---- Supplied material

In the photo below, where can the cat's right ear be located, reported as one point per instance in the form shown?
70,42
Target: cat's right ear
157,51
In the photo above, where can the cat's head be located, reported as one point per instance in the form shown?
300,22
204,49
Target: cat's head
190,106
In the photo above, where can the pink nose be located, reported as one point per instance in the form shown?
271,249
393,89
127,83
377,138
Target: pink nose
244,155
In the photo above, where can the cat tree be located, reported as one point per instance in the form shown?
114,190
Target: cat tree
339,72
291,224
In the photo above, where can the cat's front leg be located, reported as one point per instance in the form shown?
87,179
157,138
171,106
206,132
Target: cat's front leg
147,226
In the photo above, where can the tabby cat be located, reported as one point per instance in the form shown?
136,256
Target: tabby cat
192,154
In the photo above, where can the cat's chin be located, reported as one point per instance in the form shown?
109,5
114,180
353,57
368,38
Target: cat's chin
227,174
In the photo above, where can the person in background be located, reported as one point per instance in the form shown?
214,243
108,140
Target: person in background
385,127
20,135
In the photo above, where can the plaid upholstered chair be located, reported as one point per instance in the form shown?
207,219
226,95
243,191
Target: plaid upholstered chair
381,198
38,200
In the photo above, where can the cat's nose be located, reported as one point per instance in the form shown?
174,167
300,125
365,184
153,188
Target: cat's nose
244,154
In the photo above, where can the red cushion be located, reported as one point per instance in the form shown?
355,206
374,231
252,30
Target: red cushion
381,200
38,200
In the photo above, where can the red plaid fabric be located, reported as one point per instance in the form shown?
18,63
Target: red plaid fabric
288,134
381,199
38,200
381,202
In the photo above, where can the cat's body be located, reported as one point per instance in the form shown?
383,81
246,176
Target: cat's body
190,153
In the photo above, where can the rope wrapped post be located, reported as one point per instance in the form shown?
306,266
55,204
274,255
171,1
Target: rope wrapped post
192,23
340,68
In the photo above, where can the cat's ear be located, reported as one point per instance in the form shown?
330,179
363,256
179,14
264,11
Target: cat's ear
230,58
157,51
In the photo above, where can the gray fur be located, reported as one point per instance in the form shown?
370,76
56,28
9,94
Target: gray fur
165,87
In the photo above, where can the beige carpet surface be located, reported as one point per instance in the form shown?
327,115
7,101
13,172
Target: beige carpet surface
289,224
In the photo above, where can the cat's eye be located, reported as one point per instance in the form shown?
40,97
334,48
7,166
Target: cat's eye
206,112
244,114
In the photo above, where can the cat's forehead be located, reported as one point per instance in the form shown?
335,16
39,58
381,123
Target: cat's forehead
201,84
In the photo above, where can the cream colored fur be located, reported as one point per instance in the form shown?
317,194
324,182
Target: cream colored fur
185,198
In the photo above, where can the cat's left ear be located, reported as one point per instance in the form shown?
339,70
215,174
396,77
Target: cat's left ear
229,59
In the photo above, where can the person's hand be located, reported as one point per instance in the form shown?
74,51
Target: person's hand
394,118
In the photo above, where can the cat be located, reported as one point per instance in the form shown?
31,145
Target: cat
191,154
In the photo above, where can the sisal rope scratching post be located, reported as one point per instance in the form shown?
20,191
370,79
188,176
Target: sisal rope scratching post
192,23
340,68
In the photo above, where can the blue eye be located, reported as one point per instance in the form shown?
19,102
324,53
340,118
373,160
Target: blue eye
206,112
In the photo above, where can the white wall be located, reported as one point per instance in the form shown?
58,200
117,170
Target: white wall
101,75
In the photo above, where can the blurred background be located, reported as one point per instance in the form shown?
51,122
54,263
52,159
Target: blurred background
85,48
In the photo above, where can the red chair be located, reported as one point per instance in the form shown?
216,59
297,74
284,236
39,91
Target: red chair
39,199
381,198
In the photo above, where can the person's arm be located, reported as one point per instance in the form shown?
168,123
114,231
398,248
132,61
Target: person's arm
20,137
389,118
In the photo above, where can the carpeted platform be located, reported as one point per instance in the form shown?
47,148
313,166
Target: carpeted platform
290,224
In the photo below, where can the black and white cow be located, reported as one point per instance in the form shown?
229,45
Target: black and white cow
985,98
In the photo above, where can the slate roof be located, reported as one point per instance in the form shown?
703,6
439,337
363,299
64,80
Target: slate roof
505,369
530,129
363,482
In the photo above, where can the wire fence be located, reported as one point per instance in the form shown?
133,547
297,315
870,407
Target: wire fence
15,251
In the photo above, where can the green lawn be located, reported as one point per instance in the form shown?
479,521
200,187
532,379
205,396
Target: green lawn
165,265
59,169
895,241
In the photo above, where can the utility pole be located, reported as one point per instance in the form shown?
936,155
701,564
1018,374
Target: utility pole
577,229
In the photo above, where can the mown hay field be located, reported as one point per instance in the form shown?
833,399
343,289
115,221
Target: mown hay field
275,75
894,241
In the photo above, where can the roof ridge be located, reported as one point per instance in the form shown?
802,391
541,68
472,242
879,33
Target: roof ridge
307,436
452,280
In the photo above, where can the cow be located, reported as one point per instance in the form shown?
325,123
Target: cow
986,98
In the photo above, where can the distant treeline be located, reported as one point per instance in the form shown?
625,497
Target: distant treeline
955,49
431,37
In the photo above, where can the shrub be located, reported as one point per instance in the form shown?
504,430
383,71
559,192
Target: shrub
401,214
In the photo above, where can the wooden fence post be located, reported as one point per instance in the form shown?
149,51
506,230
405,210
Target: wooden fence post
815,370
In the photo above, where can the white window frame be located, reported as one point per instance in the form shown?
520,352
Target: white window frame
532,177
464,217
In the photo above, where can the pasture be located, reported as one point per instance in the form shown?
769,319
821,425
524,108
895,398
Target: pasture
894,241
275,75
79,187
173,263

--------

**What you have to do**
Word for word, restate all of the data shown above.

**Output below**
In the photo below, where can the cat's right ear be located, reported as one point per instance in the form shown?
70,42
Target: cat's right ear
157,51
In the photo above, where can the cat's head be located, reported as one point per instance in the form shown?
300,22
204,49
Target: cat's head
190,106
In the photo above, where can the pink nose be located, reported as one point per instance in the form shown?
271,249
393,89
127,83
377,138
Target: pink nose
244,155
In the photo above, where can the cat tree be located, reported as one point per instance in the form shown?
114,190
Target: cat tree
339,72
291,224
In the photo above, where can the cat's front leg be located, reported as one point per instance in the form shown?
87,179
157,138
171,106
206,132
Target: cat's front leg
147,226
In the photo above, where can the tabby cat be located, reported as one point per instance in the form shown?
136,256
Target: tabby cat
192,154
In the photo above, where can the cat's chin be located, reported as one point per instance in the form shown?
109,5
114,180
353,57
368,38
Target: cat's chin
227,174
In the photo above, where can the person in background be located, reported as one point per instance in the form shown?
214,243
108,140
Target: person in background
385,127
20,135
In the photo above, where can the plaid upholstered chair be located, reported as one point per instance in the form shown?
207,219
226,95
243,191
Target: plaid upholstered chair
381,198
38,200
In the photo above, where can the cat's nose be located, reported as one point per instance in the form shown?
174,167
300,125
365,184
153,188
Target: cat's nose
244,154
In the photo above, where can the red cushion be located, reported as one point per instance in the form shown?
355,206
374,231
252,30
Target: red cushion
381,200
38,200
In the photo above, where can the red plaid fabric be located, reported as one point per instance in the form shown?
18,63
Target: red plaid fabric
288,134
381,199
38,200
381,202
In the photo above, where can the cat's body be located, reported as one point per instance in the form shown?
383,81
246,176
Target: cat's body
190,153
In the photo above, where can the rope wrapped post be located, reported as one point per instance in the form shown?
306,266
55,204
274,255
171,1
Target: rope wrapped post
192,23
340,68
In the photo above, where can the cat's ear be located, reported as one point per instance in the form shown?
330,179
363,256
179,14
264,11
Target: cat's ear
230,58
157,51
In the photo above, where can the gray fur be located, reported as one point per instance in the form shown?
370,76
56,28
9,94
Target: gray fur
165,87
In the photo above, where can the beige carpet surface be located, reported as one point per instance in the form shown?
327,115
7,101
13,172
Target: beige carpet surface
289,224
In the photo above, where can the cat's eye be located, reported as one point per instance in the form shown?
40,97
334,48
7,166
Target: cat's eye
206,112
244,114
In the photo above, where can the cat's forehead be located, reported as one point per instance in the form shown?
335,16
39,58
381,123
Target: cat's forehead
201,84
In the photo above, where can the cream colored fur be located, reported as one point per instance in the form shown?
317,194
324,182
Target: cream colored fur
185,198
In the photo above, where can the cat's left ear be located, reported as one point per instance in the form shown?
339,70
215,174
396,77
Target: cat's left ear
229,59
In the photo above, where can the person's hand be located, reported as one point per instance in the form shown?
74,51
Target: person's hand
394,118
In the photo above, where can the cat be located, reported as one point per instance in the form shown?
31,145
Target: cat
191,154
In the photo above, where can the sisal rope scratching post be located, reported as one point per instance in the form shown?
20,191
370,79
188,176
Target: sisal rope scratching post
192,23
340,68
In the photo above, where can the blue eye be located, reported as one point per instance in the form shown?
19,102
324,53
340,118
373,160
Target: blue eye
206,112
In the photo above, where can the white wall be located, reported as one point per instance in the form shown?
58,200
117,170
Target: white wall
101,75
In the photo above, where can the blurred background be located, reported as one point per instance in the form shown?
51,122
54,263
52,159
Target: blurred background
85,48
In the photo above, where can the red chair be located, reported as one point per instance in the form shown?
216,59
297,74
284,236
39,91
Target: red chair
39,199
381,198
In the photo above, where can the person's arm be located, reported as one point per instance in the form shown?
168,123
114,231
398,248
132,61
Target: person's arm
20,137
389,118
In the photo above, where can the carpeted platform be located, reported as one point per instance in the form shown?
47,148
313,166
Target: carpeted platform
290,224
In the photo below, where can the black and white cow be located, reported as one point per instance in the form shown?
229,45
Target: black and white cow
985,98
In the photo above, where can the slate roof be located, reported as one point per instance in the form shown?
703,6
439,337
363,299
64,80
Target: slate roof
505,369
530,129
363,482
In the photo above, where can the wire fence be located, reported as one point per instance in the form shown?
133,547
297,315
870,407
Target: wire fence
15,251
In the photo above, where can the green lawn be located, reported as one point per instance in the form shown?
479,521
200,187
532,379
205,396
Target: green lawn
165,265
59,169
895,241
In the photo above, where can the utility pole be located, reported as one point per instance in the form shown?
936,155
701,564
1018,374
Target: utility pole
577,229
In the photo above, where can the mown hay field be located, reported as one point per instance in the form shown?
833,399
343,289
115,221
Target: mown hay field
275,75
894,241
In the photo above, where can the roof ridge be located, reported as one point per instance in the form shown?
802,391
541,68
472,242
879,33
Target: roof ridge
307,436
452,280
In the photo above, where can the cow be located, reported as one point per instance in the form shown?
325,123
Target: cow
986,98
In the photo above, where can the distant treeline be located, reported as one point per instance in the form shown?
625,497
Target: distant treeline
955,49
431,37
In the photo above, where can the shrub be located, reported as one point per instance in the form shown?
504,430
383,71
559,192
Target: shrub
401,214
In the photo above, where can the wooden fence post be located, reported as one point per instance in the form shown?
149,51
506,230
405,210
Target: wooden fence post
815,370
In the photo above, where can the white window frame be located, reported as one point per instance in the form shown?
520,352
Target: white window frame
532,177
464,217
In the photo above, where can the pasture be located, reported as one point per instance in the form shown?
769,319
821,425
524,108
895,398
Target: pasture
894,241
275,75
79,187
173,263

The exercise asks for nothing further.